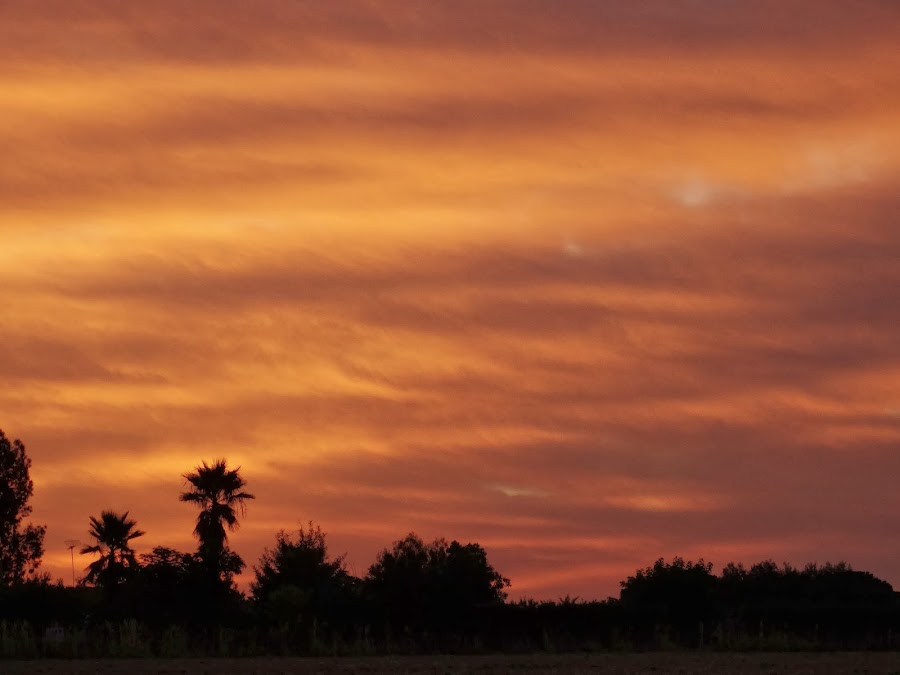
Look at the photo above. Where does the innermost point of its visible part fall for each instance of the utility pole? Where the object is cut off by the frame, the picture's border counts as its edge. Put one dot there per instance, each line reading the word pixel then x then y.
pixel 71 544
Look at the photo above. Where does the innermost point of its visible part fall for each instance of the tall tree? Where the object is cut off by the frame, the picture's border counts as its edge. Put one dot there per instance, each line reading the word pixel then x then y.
pixel 21 547
pixel 219 493
pixel 112 533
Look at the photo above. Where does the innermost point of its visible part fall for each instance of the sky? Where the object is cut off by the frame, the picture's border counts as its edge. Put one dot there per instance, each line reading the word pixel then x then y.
pixel 589 283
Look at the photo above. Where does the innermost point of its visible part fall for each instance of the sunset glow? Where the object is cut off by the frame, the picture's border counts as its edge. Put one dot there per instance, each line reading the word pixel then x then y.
pixel 589 283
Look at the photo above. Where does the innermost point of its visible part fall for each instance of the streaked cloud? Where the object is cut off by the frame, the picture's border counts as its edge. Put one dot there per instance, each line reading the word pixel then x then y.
pixel 589 283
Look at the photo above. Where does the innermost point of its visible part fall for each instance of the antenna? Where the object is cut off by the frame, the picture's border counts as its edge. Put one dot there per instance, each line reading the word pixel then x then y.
pixel 71 544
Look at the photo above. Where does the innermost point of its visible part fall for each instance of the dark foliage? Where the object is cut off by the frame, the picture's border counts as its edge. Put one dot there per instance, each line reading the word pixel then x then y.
pixel 219 494
pixel 436 588
pixel 21 546
pixel 112 534
pixel 416 596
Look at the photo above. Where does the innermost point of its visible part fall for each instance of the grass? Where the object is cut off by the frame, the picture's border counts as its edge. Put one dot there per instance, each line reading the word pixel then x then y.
pixel 657 663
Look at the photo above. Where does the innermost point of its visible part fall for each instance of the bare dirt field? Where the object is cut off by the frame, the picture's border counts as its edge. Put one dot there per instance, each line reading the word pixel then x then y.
pixel 612 664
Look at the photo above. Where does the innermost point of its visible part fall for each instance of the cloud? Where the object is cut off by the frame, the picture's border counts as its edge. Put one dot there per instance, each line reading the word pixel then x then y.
pixel 429 267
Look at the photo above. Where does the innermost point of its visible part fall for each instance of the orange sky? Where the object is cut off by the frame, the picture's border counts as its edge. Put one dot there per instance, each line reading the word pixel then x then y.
pixel 587 282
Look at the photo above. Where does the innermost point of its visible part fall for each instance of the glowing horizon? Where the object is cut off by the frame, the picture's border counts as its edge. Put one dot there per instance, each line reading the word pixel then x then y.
pixel 588 284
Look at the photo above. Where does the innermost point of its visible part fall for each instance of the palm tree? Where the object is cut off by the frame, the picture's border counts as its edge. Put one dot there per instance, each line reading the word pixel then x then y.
pixel 112 532
pixel 217 491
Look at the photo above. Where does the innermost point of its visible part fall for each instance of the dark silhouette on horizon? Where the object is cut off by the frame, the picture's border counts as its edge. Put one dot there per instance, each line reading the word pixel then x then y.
pixel 415 597
pixel 112 533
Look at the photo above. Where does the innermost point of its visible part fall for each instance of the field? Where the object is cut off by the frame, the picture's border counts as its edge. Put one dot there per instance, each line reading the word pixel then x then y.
pixel 848 663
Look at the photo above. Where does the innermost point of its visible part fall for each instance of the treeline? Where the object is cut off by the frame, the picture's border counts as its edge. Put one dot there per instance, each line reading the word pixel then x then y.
pixel 416 597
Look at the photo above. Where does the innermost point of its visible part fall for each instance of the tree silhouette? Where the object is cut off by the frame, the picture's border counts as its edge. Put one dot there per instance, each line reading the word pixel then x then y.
pixel 217 491
pixel 112 533
pixel 436 586
pixel 20 548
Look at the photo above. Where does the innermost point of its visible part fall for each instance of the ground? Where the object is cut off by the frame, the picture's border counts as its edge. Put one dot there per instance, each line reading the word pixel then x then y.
pixel 850 663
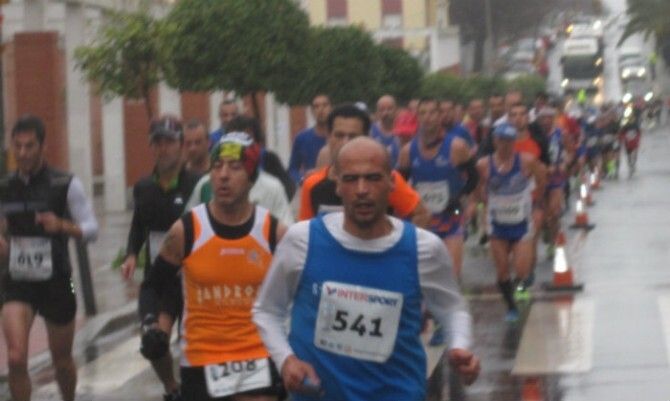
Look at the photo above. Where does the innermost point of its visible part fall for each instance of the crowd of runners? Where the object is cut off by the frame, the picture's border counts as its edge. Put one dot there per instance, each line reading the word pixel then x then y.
pixel 327 301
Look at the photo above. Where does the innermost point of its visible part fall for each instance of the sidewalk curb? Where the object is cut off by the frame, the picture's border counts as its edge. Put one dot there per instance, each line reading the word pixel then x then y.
pixel 94 328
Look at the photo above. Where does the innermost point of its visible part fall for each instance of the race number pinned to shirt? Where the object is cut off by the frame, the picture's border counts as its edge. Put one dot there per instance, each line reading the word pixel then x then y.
pixel 509 209
pixel 435 195
pixel 156 239
pixel 235 377
pixel 30 258
pixel 358 322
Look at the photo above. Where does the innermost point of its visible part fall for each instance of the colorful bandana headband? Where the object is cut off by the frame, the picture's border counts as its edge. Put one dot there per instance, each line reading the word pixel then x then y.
pixel 238 146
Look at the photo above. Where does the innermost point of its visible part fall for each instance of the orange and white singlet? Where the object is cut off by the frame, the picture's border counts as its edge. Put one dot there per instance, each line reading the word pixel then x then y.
pixel 221 278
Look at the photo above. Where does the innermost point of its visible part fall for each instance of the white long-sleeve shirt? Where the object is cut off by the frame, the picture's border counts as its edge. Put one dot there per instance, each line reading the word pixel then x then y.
pixel 81 210
pixel 440 291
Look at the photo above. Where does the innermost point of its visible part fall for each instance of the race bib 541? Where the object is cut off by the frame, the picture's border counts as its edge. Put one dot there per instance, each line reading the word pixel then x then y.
pixel 358 322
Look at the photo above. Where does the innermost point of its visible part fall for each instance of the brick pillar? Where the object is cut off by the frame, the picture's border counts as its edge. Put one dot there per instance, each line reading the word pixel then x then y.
pixel 35 83
pixel 260 101
pixel 195 105
pixel 97 155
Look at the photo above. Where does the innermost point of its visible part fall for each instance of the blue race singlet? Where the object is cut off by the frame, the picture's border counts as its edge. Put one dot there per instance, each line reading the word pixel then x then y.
pixel 356 318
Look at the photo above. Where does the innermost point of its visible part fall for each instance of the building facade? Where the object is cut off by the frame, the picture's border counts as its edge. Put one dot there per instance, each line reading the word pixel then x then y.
pixel 419 26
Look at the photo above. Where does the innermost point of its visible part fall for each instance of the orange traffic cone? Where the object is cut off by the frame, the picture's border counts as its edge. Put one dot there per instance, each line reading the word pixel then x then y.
pixel 563 277
pixel 594 179
pixel 581 217
pixel 585 193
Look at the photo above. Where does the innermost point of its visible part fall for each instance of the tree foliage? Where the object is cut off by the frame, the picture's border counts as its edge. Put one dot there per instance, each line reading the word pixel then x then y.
pixel 401 73
pixel 342 62
pixel 246 46
pixel 123 59
pixel 510 19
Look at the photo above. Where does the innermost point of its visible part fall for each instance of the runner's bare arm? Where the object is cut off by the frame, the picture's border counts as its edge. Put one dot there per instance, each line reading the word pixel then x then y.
pixel 4 248
pixel 172 250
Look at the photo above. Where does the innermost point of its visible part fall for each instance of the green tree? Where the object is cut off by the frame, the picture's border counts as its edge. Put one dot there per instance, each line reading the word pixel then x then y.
pixel 342 62
pixel 246 46
pixel 401 73
pixel 649 17
pixel 509 19
pixel 529 85
pixel 443 86
pixel 123 59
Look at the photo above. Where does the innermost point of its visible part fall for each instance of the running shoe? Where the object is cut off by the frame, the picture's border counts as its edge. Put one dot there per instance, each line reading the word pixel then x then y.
pixel 512 316
pixel 551 251
pixel 174 396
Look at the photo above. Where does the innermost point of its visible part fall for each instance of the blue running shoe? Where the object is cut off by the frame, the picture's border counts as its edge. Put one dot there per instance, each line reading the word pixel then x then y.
pixel 438 338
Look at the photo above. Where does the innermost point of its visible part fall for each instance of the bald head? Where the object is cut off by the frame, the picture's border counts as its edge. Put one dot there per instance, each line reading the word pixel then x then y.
pixel 363 149
pixel 364 183
pixel 386 111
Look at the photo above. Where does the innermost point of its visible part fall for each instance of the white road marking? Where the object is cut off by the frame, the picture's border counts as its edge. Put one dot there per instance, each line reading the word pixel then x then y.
pixel 664 307
pixel 557 338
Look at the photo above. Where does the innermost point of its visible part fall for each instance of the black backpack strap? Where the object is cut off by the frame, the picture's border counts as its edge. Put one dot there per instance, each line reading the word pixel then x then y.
pixel 272 240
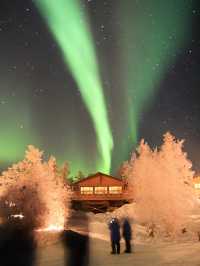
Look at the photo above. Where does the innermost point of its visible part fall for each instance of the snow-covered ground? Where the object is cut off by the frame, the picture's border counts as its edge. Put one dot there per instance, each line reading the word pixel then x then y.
pixel 182 251
pixel 183 254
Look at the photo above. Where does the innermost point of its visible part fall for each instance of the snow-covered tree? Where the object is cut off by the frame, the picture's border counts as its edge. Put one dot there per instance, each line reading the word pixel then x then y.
pixel 162 184
pixel 47 198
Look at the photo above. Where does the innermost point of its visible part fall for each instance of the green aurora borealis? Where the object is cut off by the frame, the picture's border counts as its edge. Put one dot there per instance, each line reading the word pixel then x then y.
pixel 69 26
pixel 150 45
pixel 146 45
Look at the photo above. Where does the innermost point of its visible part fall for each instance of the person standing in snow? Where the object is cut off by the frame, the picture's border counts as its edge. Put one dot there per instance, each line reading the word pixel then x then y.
pixel 115 235
pixel 127 234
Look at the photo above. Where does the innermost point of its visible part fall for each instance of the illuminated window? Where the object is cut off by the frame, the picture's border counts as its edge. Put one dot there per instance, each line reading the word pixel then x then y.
pixel 115 190
pixel 197 185
pixel 100 190
pixel 86 190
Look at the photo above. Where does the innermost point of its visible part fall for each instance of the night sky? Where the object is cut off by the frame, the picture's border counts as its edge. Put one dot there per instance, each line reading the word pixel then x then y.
pixel 86 80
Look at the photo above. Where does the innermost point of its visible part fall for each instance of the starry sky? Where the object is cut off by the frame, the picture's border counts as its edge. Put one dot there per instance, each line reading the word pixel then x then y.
pixel 85 80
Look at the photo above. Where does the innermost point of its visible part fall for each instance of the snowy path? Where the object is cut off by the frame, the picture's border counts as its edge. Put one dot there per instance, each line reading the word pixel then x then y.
pixel 184 254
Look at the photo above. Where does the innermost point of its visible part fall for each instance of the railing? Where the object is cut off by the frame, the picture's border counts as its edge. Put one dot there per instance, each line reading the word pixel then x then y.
pixel 76 195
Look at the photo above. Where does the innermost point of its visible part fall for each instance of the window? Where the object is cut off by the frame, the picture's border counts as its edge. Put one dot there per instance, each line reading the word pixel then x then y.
pixel 197 185
pixel 100 190
pixel 115 190
pixel 86 190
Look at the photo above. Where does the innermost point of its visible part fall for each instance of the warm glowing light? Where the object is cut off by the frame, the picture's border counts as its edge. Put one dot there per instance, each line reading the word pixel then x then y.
pixel 20 216
pixel 52 227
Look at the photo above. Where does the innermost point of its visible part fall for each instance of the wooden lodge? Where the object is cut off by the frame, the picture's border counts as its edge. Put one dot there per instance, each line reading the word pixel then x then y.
pixel 100 192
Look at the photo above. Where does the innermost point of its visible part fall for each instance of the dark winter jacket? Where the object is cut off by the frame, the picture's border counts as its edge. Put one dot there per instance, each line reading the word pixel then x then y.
pixel 126 230
pixel 114 230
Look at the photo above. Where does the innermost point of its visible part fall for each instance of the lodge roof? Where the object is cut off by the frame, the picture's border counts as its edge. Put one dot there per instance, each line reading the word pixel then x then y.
pixel 96 175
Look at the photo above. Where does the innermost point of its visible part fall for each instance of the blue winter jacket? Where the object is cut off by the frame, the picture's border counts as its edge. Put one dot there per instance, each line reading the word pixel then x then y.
pixel 114 230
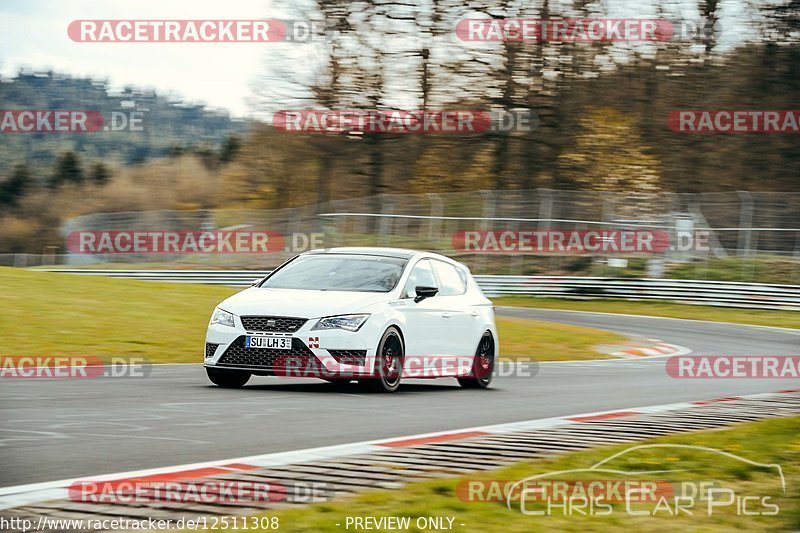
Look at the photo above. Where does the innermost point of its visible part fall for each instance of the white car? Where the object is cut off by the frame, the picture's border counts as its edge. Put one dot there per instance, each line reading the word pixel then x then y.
pixel 374 315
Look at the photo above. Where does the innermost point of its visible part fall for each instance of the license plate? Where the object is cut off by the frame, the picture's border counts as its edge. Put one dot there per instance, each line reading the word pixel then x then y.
pixel 264 341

____

▶ **Instruction**:
Retype the material from the line containing "of the night" through the line containing "pixel 100 192", including both of those lines.

▶ **Reply to the task**:
Look at the photo above. Where does the innermost point of its visible part fall for each instance of the night sky? Where the object is cut off by the frame, the picture's border counts as its edge. Put one dot there per instance, each line reading the word pixel then x then y.
pixel 86 80
Look at the photo above. Where does the innermost point of its visible part fall for each instance of the starry sky? Where the object is cut off by the frame, the picture's border counts as its edge. Put one dot there per instance, each line reading the word pixel then x then y.
pixel 85 80
Look at the photo above. Where does the innermost point of its visible part fall for each instance of the snowy path? Where the object is cut off by the frame, the picture's border counts as its edge. Put one dot there per instance, each line reading the word pixel then x then y.
pixel 184 254
Look at the photo above. Where does the innermost point of its visible part fall for each instance of the railing? Where the object is cut off by the frame, the picture's border counts as its edge. Put one dot there per instance, each line reading the word pixel then x then y.
pixel 76 195
Look at the photo above. Where does the innermost point of its visible part fall for each instance of the window? Where the object is cut off by the frame, the picture's border counts as its edge. Put one dot there per instance, each line reading the word pixel then x then y.
pixel 197 185
pixel 100 190
pixel 115 190
pixel 86 190
Look at the photo above. Where does the innermost point of its visible part fall for each instance of the warm glowing light? Where the object is cut off by the frame, the picture's border counts as its edge. Put one dot there per instance, each line reading the word pixel then x then y.
pixel 20 216
pixel 52 227
Look at the photo above. Where does the innermost point of its visible part fall for each instance of the wooden lodge? Where the object is cut off by the frame, the picture's border counts as its edge. Put one dot there per instance, each line reading the word pixel then x then y.
pixel 100 192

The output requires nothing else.